WORK TASK —
Repeat each line of the records below exactly.

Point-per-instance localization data
☆ ☆ ☆ ☆ ☆ ☆ ☆

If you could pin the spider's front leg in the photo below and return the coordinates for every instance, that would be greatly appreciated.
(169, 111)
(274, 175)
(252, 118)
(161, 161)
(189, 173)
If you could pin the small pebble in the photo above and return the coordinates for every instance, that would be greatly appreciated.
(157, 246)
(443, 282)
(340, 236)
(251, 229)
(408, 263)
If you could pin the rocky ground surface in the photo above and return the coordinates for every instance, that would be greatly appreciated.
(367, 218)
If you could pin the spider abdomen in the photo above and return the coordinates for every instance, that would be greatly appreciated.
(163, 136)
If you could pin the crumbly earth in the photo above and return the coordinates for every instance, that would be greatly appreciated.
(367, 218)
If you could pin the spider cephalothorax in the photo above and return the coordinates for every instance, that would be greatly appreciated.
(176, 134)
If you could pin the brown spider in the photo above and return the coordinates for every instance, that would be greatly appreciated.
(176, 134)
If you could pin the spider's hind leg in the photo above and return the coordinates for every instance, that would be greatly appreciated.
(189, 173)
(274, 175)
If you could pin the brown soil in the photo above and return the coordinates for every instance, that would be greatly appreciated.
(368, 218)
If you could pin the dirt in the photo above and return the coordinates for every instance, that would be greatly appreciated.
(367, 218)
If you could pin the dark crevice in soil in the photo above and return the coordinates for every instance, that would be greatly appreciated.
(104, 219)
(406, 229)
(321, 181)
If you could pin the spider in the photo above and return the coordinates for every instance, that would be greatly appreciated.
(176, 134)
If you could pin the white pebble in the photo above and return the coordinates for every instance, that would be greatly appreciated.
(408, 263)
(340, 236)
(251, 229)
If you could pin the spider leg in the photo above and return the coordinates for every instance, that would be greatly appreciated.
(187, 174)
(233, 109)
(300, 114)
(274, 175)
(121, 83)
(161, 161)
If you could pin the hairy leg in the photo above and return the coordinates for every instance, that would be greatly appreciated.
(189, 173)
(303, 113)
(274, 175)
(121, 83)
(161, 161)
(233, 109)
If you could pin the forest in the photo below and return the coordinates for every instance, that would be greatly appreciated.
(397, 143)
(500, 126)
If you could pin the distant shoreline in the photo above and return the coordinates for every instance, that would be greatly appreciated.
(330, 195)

☆ ☆ ☆ ☆ ☆ ☆ ☆

YOUR SOLUTION —
If you could pin the spider's front leg in the photo below and return the coordinates for every instance, that would be greatly appreciated.
(169, 111)
(274, 175)
(252, 118)
(161, 161)
(189, 173)
If you could pin the small pebble in the photo above and return the coordinates for every instance, that would be greatly appreciated.
(157, 246)
(443, 282)
(340, 236)
(251, 229)
(408, 263)
If you could pin the rocky ground surface in the photo above and return the coordinates for every instance, that would be greatly appreciated.
(367, 218)
If you could pin the spider abdomen in the photo above and return the coordinates for every instance, that would be greatly appreciated.
(163, 136)
If you could pin the crumbly earth in the photo above and return the coordinates for every instance, that would be greatly appreciated.
(367, 218)
If you could pin the spider cephalothorax in the photo above and return the coordinates for every instance, that would be greatly appreciated.
(176, 134)
If you could pin the brown spider in the photo above and return the coordinates for every instance, that would be greatly appreciated.
(176, 134)
If you could pin the spider's hind leg in the photo above and return the coordinates for every instance, that would be greatly appreciated.
(189, 173)
(274, 175)
If you could pin the brown soil in the photo above and return the coordinates for every instance, that would be greatly appreciated.
(368, 218)
If you could pin the dirt in the photo above and return the coordinates for every instance, that would be greatly appreciated.
(367, 218)
If you could pin the dark crevice in soil in the photo above and return the coordinates for every instance, that would be greatly appreciated.
(104, 219)
(406, 229)
(321, 181)
If you could pin the spider in the photo above and return the coordinates for every instance, that would be greatly appreciated.
(176, 134)
If you could pin the white pebble in the photo above and return the coordinates for every instance, that would be greatly appreciated.
(408, 263)
(340, 236)
(251, 229)
If you could pin the spider leg in the photo above and return the coordinates for every instance, that would be greatly appreciated.
(187, 174)
(233, 109)
(300, 114)
(274, 175)
(121, 83)
(161, 161)
If you could pin the hairy leg in the photo above and return the coordinates for every instance, that would be greatly appreciated.
(189, 173)
(303, 113)
(274, 175)
(121, 83)
(161, 161)
(233, 109)
If you could pin the forest in the photo below and return the coordinates for every instance, that would be greatly appreciated.
(397, 143)
(500, 126)
If you could pin the distant shoreline in the photo above and return the coordinates for every instance, that would be greatly appreciated.
(330, 195)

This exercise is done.